*STATED EXERCISE 1:* Reproduce word for word the part of the court opinion on the cashier's check, starting at "Charles Wilkins for" and ending after "in Italy continually.".
*STATED EXERCISE 2:* Continue the court opinion on Ralph Dimonda's claim against the two banks from the point where it stops.
SOURCE PASSAGE start
Massachusetts Appellate Division, Municipal Court
Jul 20, 1981
1981 Mass. App. Div. 148 (Mass. Dist. Ct. App. 1981)

Opinion

July 20, 1981.

Present: Canavan, Pino, Mulligan, JJ.

Bank and Banking, Disbursement of funds; Liability. Bills and Notes, Negotiable instrument; Definition of "holder in due course." Practice, Civil, Motion to dismiss; Report.

Report of court's action on defendants' motions to dismiss. Action heard by Glynn, J.

Charles Wilkins for the plaintiff.

Edward Rainen, Stephen M. Adelson, and Richard Mercer for the defendants.



In this action, the plaintiff, Ralph Dimonda, seeks to recover money which he says the defendant, Freedom Federal Savings and Loan Association ("Freedom") and the defendant, First National Bank of Boston ("First") owe him under the theory of money had and received, and under the provisions of the Uniform Commercial Code.

The plaintiff was a depositor with Freedom. He withdrew from his account the sum of $2,500.00. This withdrawal was evidenced by a cashier's check drawn by Freedom upon the First. At the request of the plaintiff, the check was made payable to one Spallieri Francesco, an Italian national who has been in Italy continually.
SOURCE PASSAGE end
STORED DATA start
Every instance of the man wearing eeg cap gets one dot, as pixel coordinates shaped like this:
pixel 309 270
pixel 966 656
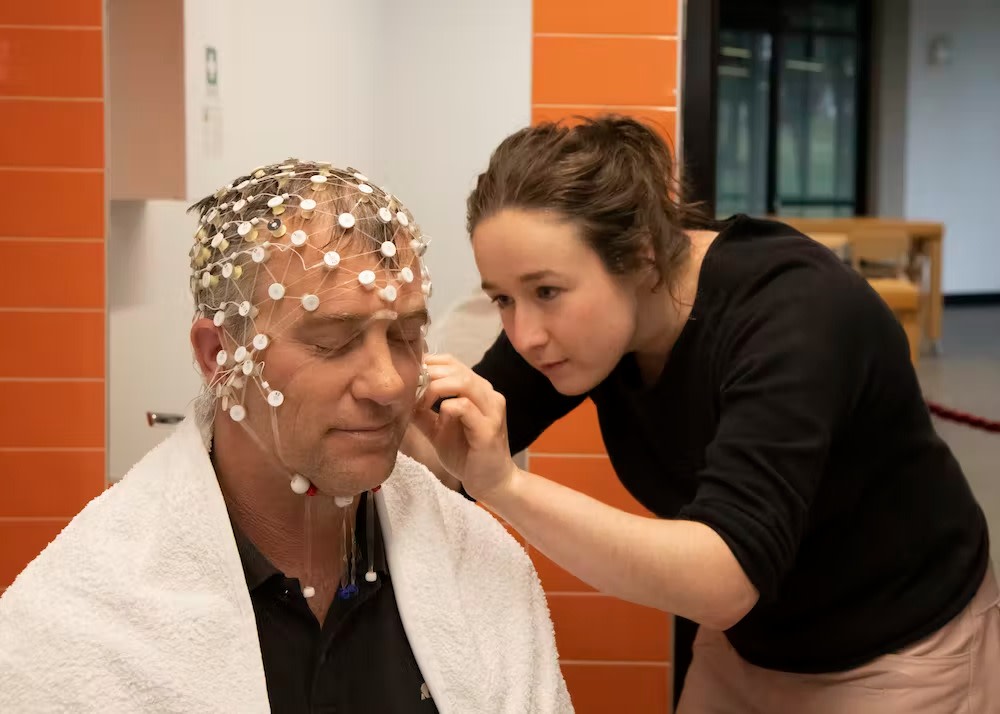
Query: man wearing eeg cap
pixel 254 560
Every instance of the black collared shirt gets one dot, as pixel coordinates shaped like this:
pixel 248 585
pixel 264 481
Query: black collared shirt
pixel 359 660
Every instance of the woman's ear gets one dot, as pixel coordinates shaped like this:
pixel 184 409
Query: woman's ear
pixel 207 342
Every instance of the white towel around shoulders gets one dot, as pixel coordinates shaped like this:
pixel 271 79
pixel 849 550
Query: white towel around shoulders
pixel 140 604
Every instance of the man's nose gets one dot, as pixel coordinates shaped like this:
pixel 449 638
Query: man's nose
pixel 379 380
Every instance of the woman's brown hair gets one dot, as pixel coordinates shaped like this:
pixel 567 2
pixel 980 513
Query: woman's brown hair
pixel 613 176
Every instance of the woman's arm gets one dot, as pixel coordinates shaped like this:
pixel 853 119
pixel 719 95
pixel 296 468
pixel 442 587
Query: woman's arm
pixel 681 567
pixel 418 447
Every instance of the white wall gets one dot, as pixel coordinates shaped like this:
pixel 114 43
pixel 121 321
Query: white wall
pixel 459 82
pixel 953 136
pixel 414 94
pixel 889 107
pixel 299 78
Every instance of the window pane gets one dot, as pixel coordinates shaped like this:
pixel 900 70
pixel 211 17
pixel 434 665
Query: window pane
pixel 744 110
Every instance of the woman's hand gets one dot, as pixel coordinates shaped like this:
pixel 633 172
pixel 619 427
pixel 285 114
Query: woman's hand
pixel 470 431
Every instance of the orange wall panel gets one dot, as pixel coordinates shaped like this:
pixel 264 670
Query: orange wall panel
pixel 593 57
pixel 52 12
pixel 21 542
pixel 53 345
pixel 604 70
pixel 589 474
pixel 48 484
pixel 633 17
pixel 53 204
pixel 52 415
pixel 74 132
pixel 598 627
pixel 624 687
pixel 44 62
pixel 52 306
pixel 577 432
pixel 54 275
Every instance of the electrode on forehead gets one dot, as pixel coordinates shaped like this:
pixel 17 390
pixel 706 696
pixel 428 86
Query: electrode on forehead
pixel 367 279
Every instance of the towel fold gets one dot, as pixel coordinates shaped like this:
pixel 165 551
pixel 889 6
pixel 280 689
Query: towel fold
pixel 140 604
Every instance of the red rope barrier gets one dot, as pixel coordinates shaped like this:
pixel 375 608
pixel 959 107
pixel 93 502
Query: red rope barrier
pixel 976 422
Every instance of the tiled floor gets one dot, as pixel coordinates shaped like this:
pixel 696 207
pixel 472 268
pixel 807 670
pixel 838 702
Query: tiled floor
pixel 966 376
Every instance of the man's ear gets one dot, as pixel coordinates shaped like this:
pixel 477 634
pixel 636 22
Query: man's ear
pixel 206 340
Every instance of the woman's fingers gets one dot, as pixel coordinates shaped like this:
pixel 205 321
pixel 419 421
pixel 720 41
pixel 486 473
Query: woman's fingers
pixel 458 381
pixel 477 426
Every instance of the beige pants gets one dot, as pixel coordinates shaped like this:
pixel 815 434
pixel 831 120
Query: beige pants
pixel 954 671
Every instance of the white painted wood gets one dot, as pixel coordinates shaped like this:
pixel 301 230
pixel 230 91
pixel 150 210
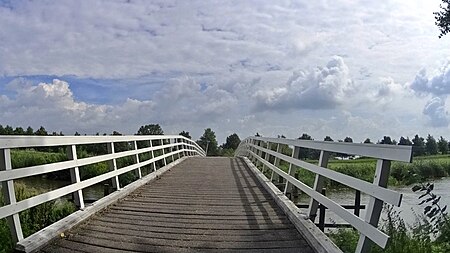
STORED DATA end
*OUTPUT 1:*
Charles Wilkins for the plaintiff.

Edward Rainen, Stephen M. Adelson, and Richard Mercer for the defendants.



In this action, the plaintiff, Ralph Dimonda, seeks to recover money which he says the defendant, Freedom Federal Savings and Loan Association ("Freedom") and the defendant, First National Bank of Boston ("First") owe him under the theory of money had and received, and under the provisions of the Uniform Commercial Code.

The plaintiff was a depositor with Freedom. He withdrew from his account the sum of $2,500.00. This withdrawal was evidenced by a cashier's check drawn by Freedom upon the First. At the request of the plaintiff, the check was made payable to one Spallieri Francesco, an Italian national who has been in Italy continually.

*OUTPUT 2:*
The plaintiff entrusted the check to John Grasso, an employee of Stabile Co. Travel Agency ("Stabile"), with instructions to mail the check to Spallieri in Italy. Grasso forged Spallieri's endorsement and cashed the check at the First.

Eventually, the plaintiff brought suit against Freedom, First, Grasso, and Stabile.

Freedom and First filed Motions to Dismiss. After hearing, the motion of Freedom was allowed and that of the First was denied. The court's action on both these motions is the subject of the report requested by DiMonda and the First.

The motion of Freedom was properly allowed. The allegations which the plaintiff set forth in his complaint indicate that the defendant, Freedom, followed his instructions and issued a check as ordered by the plaintiff. Freedom was the drawer of the check. The plaintiff relies on M.G.L.c. 106, § 3-406 which protects "holders in due course" against certain acts of "a drawee or other payor." The court recognizes that the right to collect a negotiable instrument is only in the "holder" of that instrument. M.G.L.c. 106, § 1-201 (20) declares that a holder "means a person who is in possession of a document of title or an instrument or an investment security drawn, issued, or endorsed to him or to his order or to bearer or in blank." The plaintiff in this action is not a party to the instrument in issue, neither as payee nor drawer. The payee in the present case is Spallieri and the drawer is Freedom. As a result, where Freedom has followed the direction of the plaintiff and where the plaintiff is not a holder in due course, he has no cause of action against Freedom.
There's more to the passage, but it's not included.